[TEXTE FOURNI]
-*-*-

Paroisse Sainte Marie de Magdala

Homélie du Père Pierre (Colombani) - samedi 5 mars 2016

Liturgie anticipée du 4°dimanche de Carême



Za 8, 18-23
1Jn 1, 1-5
Jn 7, 14-30


Chers amis,
Nous poursuivons notre marche vers Pâques et dans ce quatrième dimanche de Carême, St Jean, dans son Epître nous dit ces paroles étonnantes : je suis venu témoigner de la parole, témoigner du Verbe. Si nous pouvions saisir la portée de ces paroles, être témoin du Verbe, cela veut dire véritablement cet enfouissement en profondeur pour ne plus parler de soi, de ses émotions, de sa propre vie, pour ne pas porter ces questions, mais pour aller écouter en profondeur Celui qui nous dit viens et suis moi. Tout à coup, nous entendons que croire c’est vivre une relation d’intimité avec ce Très haut qui nous a choisis, élus, non pas parce que nous serions des meilleurs, extraordinaires, mais pour aller porter cette Parole ; comme disait le Livre de Zacharie, aller au loin porter cette Parole.


Ainsi, Jésus, qui porte la Parole, est renvoyé à son humanité. Mais nous savons d’où tu es et qui tu es. Oui, nous savons qui nous sommes, nous savons nos limites, nos pauvretés, mais nous ne pouvons pas nous cacher derrière ces pauvretés, bien au contraire, au-delà de nos limites, de nos pauvretés, de ce que nous sommes apparemment, il y a cette parole qui résonne en nous n’avons pas à être des porte-voix, mais à devenir la Parole. Cette parole va s’incarner en chacune et en chacun de nous.


Etre du Christ, c’est se mettre à la suite de Jésus pour chacune et chacun devenir Christos, l’Oint du Seigneur, celui qui a reçu l’onction, qui va désormais taire son propre ego pour devenir le hérault de la Parole, celui qui transmet ce qui lui est donné.


Croire, c’est donc être imbibé de cette présence pour la laisser transparaître et devenir icône pour le monde. Nous ne serons signe d’espérance, d’amour, de lumière que si nous sommes réellement dans cet ancrage au Seigneur.
Aussi la question qui nous est posée au travers de cet Evangile, quand Jésus dit : vous pensez me connaître, mais moi je sui venu vous parler de Celui que je connais. Quelle est notre connaissance du Père ? Je ne puis connaître le Père que dans le Fils. Je ne puis connaître le Fils que dans l’Esprit.

-*-*-

[TRAVAIL DEMANDÉ]
D'après le texte fourni, quel livre invitait à aller au loin porter la Parole ? Les données n'ont aucun rapport avec le texte fourni.

-*-*-

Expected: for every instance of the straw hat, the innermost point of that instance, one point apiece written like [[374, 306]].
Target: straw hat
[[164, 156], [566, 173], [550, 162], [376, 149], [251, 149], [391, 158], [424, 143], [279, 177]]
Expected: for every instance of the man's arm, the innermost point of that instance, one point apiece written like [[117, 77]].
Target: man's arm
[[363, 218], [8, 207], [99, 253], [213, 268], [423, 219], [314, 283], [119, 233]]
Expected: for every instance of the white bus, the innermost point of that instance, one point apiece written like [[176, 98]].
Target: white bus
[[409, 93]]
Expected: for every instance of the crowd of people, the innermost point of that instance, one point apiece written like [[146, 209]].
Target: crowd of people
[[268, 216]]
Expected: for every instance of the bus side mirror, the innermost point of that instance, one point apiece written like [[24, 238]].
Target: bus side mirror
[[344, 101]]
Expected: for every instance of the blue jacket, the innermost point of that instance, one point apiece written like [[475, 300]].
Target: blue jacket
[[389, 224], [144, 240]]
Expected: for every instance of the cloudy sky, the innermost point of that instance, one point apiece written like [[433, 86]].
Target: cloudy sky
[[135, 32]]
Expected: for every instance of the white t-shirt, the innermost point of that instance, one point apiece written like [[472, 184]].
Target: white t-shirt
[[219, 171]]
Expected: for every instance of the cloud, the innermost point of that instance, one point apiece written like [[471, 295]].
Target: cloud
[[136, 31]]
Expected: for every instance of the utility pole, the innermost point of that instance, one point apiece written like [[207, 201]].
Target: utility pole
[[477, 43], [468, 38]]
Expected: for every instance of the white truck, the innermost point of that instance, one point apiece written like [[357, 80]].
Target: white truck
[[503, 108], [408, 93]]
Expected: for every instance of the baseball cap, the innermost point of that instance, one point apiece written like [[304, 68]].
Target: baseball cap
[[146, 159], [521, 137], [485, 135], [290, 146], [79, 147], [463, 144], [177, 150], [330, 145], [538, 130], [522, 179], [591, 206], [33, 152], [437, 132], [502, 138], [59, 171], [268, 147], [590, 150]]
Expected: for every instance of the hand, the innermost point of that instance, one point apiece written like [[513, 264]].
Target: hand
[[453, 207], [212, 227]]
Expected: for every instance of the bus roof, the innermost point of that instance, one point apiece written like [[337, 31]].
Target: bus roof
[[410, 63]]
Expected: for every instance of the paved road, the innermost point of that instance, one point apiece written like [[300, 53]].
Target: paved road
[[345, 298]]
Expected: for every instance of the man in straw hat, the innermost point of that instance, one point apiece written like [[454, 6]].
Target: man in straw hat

-*-*-

[CORRIGÉ]
Le Livre de Zacharie.